• **Задача**: Соберите из приведенных ниже записей все строки, в которых встречается слово «paper». Регистр букв учитывается.

• **Содержимое набора данных**:
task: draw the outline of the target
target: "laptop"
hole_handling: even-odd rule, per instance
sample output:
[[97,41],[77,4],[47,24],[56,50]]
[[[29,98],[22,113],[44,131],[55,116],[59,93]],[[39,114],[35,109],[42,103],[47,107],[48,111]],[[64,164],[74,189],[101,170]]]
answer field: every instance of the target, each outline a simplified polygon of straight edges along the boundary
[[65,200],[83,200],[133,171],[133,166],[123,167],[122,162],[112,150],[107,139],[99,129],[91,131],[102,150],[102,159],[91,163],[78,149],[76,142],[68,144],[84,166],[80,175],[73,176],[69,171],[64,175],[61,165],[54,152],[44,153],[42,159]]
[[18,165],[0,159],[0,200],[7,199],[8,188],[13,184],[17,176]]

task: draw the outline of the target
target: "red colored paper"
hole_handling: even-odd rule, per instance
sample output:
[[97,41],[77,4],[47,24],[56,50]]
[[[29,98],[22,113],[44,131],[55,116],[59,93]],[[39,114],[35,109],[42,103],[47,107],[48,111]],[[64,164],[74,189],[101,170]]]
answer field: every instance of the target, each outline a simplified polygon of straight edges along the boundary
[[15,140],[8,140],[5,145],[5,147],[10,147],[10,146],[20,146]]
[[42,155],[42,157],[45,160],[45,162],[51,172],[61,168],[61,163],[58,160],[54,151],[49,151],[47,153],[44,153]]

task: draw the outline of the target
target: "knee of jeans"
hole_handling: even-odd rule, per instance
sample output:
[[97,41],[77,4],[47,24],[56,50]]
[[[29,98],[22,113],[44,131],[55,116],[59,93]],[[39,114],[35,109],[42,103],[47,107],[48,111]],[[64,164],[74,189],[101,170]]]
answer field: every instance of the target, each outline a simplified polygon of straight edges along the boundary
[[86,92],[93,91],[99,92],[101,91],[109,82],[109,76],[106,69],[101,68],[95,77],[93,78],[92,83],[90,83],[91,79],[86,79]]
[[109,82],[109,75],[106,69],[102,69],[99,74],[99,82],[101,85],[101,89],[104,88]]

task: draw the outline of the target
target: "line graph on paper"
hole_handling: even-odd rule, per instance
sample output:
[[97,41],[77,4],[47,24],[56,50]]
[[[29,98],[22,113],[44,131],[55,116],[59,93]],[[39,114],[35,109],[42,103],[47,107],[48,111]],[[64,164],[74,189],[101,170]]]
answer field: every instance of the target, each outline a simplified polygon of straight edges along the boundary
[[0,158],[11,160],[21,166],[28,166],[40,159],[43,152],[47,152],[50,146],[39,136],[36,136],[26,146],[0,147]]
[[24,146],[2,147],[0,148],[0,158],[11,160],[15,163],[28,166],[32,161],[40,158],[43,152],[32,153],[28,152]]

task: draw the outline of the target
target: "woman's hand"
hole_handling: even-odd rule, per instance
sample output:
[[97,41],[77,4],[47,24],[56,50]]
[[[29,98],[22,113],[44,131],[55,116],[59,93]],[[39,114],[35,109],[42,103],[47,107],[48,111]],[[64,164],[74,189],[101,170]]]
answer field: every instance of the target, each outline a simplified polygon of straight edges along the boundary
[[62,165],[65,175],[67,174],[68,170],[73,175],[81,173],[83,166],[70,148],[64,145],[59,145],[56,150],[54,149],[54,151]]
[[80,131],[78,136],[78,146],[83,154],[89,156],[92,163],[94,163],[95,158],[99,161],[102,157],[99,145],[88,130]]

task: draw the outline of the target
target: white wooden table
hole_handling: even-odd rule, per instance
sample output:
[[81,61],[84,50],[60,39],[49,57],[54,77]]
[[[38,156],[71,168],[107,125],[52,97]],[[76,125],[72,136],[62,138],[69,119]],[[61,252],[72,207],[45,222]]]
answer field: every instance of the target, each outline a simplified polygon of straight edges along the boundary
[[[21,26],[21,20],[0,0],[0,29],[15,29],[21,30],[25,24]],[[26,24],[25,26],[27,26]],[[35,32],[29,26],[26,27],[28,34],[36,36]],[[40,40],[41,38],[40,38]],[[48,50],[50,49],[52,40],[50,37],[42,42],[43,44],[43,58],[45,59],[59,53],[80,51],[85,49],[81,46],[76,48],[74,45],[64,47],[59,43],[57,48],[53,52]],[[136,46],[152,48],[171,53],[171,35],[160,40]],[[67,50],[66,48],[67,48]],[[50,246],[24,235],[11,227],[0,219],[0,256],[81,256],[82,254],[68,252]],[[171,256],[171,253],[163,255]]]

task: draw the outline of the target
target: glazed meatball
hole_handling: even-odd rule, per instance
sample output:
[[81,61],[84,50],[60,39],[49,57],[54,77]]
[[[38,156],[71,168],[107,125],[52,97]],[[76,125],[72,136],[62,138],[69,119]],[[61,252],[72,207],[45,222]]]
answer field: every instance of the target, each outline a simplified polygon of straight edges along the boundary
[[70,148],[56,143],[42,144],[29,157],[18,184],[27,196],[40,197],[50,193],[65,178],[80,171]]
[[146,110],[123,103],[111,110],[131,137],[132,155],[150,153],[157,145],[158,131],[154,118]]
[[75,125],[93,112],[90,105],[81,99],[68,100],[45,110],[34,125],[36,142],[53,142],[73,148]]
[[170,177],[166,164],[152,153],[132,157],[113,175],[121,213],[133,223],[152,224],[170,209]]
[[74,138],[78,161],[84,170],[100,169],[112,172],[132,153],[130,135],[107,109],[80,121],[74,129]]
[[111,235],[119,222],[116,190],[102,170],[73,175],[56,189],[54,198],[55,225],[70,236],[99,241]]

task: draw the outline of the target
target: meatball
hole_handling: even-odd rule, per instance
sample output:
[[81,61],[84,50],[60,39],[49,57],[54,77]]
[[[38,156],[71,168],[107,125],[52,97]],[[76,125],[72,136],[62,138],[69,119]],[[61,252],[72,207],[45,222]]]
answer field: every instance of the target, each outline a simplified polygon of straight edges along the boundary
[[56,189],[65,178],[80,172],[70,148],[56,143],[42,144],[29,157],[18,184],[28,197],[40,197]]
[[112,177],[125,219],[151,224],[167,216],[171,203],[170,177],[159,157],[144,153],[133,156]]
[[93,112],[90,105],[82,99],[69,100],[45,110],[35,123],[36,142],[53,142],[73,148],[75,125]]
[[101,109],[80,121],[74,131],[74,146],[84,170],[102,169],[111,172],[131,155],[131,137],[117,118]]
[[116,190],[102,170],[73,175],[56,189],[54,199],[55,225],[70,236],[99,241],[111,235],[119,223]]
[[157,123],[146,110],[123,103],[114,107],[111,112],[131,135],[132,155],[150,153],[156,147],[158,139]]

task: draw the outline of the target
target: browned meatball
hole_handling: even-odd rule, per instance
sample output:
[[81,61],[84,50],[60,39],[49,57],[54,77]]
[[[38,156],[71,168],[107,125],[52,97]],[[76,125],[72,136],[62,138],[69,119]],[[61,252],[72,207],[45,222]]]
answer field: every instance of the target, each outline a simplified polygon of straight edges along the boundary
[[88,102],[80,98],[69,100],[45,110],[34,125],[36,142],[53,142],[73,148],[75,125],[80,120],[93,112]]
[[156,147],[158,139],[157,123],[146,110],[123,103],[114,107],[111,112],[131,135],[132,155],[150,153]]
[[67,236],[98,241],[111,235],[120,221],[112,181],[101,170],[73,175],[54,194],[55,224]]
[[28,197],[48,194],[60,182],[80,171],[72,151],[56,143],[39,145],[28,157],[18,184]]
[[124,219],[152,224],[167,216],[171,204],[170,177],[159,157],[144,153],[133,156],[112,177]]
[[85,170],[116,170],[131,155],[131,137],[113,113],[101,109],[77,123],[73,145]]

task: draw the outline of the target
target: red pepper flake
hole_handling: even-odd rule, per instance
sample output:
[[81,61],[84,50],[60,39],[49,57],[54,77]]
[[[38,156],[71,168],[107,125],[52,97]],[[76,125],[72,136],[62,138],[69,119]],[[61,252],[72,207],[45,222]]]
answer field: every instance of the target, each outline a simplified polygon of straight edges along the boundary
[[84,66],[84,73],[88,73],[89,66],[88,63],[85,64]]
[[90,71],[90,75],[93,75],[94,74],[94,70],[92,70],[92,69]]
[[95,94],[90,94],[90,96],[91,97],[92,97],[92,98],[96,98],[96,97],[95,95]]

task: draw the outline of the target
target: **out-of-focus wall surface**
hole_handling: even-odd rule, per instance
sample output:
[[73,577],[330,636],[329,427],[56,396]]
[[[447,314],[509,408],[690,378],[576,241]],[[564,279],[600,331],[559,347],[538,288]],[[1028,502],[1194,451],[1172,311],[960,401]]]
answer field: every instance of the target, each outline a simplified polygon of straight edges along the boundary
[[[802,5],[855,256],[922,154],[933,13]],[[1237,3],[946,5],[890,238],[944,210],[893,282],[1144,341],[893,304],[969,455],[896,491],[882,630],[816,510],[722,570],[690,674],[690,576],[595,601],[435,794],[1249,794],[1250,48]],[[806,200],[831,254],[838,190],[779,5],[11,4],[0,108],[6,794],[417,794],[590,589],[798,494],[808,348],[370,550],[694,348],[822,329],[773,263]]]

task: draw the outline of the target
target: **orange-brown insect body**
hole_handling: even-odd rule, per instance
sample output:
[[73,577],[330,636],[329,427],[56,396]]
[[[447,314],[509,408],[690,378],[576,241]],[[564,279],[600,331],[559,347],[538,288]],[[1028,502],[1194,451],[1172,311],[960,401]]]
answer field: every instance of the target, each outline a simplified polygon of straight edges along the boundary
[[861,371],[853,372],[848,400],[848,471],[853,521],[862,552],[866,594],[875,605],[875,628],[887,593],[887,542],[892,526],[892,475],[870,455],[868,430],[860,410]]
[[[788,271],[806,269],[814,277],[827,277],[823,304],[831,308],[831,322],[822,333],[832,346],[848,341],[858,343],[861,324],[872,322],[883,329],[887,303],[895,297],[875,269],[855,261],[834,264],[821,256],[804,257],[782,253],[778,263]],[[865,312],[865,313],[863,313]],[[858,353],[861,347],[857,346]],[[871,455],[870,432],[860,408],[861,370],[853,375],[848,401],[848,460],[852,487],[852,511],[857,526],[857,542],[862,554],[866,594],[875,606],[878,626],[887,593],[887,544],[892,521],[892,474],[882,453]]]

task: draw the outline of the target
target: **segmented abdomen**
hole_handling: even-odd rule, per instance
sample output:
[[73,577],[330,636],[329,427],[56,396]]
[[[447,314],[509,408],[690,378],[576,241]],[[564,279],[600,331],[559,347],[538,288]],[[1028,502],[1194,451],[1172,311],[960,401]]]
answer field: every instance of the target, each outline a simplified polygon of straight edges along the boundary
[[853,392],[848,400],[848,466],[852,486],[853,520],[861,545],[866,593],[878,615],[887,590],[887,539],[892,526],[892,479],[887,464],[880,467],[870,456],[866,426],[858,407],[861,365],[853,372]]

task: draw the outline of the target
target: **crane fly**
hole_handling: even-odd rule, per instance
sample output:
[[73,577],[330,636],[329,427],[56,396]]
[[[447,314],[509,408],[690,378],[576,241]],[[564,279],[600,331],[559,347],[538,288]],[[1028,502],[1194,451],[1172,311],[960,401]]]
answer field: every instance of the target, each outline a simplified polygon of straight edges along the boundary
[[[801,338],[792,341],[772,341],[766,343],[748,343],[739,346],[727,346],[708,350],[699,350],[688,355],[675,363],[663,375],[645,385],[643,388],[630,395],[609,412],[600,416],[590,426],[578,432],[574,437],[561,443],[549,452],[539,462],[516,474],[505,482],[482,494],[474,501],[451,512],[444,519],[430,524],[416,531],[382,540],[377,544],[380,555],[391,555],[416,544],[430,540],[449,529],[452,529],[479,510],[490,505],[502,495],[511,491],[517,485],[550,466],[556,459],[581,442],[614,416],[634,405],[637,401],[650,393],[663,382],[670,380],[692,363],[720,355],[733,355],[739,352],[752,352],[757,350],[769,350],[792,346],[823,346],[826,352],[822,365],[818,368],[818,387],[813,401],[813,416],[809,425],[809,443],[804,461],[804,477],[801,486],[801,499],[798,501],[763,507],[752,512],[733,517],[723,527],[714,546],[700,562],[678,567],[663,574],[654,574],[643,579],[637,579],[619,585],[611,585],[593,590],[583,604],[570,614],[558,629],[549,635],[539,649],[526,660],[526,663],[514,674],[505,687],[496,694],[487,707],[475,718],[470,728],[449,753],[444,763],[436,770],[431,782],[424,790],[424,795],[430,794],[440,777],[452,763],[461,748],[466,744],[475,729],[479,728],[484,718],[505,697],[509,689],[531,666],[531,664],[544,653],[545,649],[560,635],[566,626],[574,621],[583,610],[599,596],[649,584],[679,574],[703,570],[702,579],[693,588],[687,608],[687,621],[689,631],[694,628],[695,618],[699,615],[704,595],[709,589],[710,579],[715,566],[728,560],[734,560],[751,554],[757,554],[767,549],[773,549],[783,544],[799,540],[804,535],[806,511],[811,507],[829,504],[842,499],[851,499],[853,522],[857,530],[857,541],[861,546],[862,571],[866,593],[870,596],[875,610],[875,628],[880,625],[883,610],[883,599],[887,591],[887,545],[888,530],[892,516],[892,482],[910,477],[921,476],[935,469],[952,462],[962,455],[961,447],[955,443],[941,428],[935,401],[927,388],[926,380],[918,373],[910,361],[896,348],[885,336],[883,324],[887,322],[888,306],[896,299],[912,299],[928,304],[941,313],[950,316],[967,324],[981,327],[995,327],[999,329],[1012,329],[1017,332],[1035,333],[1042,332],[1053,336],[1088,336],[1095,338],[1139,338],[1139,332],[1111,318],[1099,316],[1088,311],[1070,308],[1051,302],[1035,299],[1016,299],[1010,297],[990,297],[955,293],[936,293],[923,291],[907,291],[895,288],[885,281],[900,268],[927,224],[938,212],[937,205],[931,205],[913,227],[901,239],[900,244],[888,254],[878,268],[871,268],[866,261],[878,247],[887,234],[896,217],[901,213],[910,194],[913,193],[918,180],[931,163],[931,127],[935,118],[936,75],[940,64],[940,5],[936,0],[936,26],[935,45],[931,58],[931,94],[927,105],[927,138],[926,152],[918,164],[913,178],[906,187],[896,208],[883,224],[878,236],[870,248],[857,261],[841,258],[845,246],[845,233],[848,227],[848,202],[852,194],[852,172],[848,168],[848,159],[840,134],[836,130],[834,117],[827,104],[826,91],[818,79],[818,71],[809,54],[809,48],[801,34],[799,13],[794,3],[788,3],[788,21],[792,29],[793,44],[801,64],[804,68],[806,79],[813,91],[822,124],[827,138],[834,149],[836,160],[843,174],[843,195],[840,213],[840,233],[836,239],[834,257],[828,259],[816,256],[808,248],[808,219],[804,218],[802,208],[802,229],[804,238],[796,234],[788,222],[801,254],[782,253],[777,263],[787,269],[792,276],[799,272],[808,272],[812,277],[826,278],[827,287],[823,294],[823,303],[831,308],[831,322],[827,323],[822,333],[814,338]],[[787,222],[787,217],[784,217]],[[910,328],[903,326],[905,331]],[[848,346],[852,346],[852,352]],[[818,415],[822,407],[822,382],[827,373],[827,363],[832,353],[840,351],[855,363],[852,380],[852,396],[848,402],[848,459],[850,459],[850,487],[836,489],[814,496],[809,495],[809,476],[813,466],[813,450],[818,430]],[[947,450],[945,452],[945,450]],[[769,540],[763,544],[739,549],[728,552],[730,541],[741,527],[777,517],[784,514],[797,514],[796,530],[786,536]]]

• **Ответ к задаче**:
target: "red colored paper"
target: "line graph on paper"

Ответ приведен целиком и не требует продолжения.